Plot showing city’s population size
#plot the outline of the US map by states using latitude and longitude
gg2 <- ggplot() +
geom_polygon(data = usa_state, aes(x=long, y = lat, group = group), colour = "gray85", fill = "gray75") +
coord_fixed(1.3)+ theme_minimal()
#Plot the population according to its size in the us state map
p<- gg2+
geom_point(data=midterm_data_shyaa23,aes(x = longitude.x, y = latitude.x, size = popul,text = paste("state:", state, "<br>city:",city, "<br>Year:",year(dates))),colour = 'purple', alpha = .3)+
labs(title="Population size in different cities", x="Longitude",
y="Latitude", size = 'Population')
## Warning: Ignoring unknown aesthetics: text
# ggplotly allows to hover in to see details of city, state, population size and year
ggplotly(p)
From the map we can see that the points which are bigger are the cities having higher population size and viceversa. We can hover around the points to see the details of city, state, population size and year. The city Losangeles, Newyork and Houston are highly populated compared to other cities.
1. Plot showing poverty variables
#usa_county<- map_data("county")
#usa_county <- usa_county %>%
#mutate(county = tolower(subregion))

□ □ □ □ □

## YOUR TASKS
a) According to the R plotting excerpt, which cities are highly populated compared to the other cities?
b) Please recast the lines of the records from the one containing "trunk in the photo above." through the end of the records, inclusive, as a JSON list of strings with one string per line and blank lines left out.
The R plotting excerpt and the records come from separate sources.

□ □ □ □ □

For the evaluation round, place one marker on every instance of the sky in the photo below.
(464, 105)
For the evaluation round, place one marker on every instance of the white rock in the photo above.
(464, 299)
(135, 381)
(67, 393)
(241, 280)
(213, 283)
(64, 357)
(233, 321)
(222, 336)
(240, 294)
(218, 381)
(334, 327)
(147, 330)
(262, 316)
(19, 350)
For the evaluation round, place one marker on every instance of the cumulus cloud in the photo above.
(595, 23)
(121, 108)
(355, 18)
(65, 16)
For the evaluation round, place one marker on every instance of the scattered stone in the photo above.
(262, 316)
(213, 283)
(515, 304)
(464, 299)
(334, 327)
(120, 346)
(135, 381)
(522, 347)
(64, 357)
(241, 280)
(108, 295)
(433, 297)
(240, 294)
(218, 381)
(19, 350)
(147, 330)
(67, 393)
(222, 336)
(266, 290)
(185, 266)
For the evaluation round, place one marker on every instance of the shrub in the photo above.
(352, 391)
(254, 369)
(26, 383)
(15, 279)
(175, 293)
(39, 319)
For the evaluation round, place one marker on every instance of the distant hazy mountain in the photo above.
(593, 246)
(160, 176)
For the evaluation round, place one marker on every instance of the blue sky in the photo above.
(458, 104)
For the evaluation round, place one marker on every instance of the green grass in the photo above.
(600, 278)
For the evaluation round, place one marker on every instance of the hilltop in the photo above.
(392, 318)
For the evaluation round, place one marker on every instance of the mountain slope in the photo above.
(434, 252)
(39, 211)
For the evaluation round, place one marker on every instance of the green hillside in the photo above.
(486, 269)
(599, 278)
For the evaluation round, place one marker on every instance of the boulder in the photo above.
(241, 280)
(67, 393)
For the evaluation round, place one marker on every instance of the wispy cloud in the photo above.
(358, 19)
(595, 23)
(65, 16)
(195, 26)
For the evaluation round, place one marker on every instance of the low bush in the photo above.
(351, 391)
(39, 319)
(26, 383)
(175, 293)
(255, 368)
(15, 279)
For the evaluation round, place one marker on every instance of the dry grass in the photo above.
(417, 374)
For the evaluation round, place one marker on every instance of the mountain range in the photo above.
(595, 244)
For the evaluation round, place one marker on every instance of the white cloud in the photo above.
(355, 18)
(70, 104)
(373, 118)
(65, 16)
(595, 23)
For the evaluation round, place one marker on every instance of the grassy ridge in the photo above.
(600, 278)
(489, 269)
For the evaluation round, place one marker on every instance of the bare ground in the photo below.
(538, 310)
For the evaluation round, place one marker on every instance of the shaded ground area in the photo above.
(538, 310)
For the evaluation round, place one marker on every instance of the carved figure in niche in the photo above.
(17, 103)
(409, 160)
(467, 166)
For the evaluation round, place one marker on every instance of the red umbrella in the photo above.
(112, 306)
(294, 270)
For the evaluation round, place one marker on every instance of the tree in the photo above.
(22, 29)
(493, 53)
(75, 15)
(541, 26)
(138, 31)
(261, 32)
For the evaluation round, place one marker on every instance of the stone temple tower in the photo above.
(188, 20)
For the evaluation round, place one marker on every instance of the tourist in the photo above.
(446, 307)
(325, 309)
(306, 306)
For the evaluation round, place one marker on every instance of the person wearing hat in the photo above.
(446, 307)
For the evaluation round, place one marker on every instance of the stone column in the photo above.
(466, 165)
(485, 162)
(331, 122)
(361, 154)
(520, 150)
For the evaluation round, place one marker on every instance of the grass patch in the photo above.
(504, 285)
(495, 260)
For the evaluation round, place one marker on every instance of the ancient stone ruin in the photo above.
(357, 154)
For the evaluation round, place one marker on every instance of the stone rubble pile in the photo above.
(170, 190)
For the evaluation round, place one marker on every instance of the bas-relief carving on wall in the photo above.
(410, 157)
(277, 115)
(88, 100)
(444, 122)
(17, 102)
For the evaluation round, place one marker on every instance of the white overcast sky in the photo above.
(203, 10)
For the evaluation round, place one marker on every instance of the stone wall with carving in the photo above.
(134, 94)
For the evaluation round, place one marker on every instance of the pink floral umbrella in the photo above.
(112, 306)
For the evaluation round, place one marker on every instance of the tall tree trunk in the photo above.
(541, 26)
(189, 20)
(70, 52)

□ □ □ □ □

## OUTPUTS BY TASK
a) Losangeles, Newyork and Houston.

b)
[
  "For the evaluation round, place one marker on every instance of the tall tree trunk in the photo above.",
  "(541, 26)",
  "(189, 20)",
  "(70, 52)"
]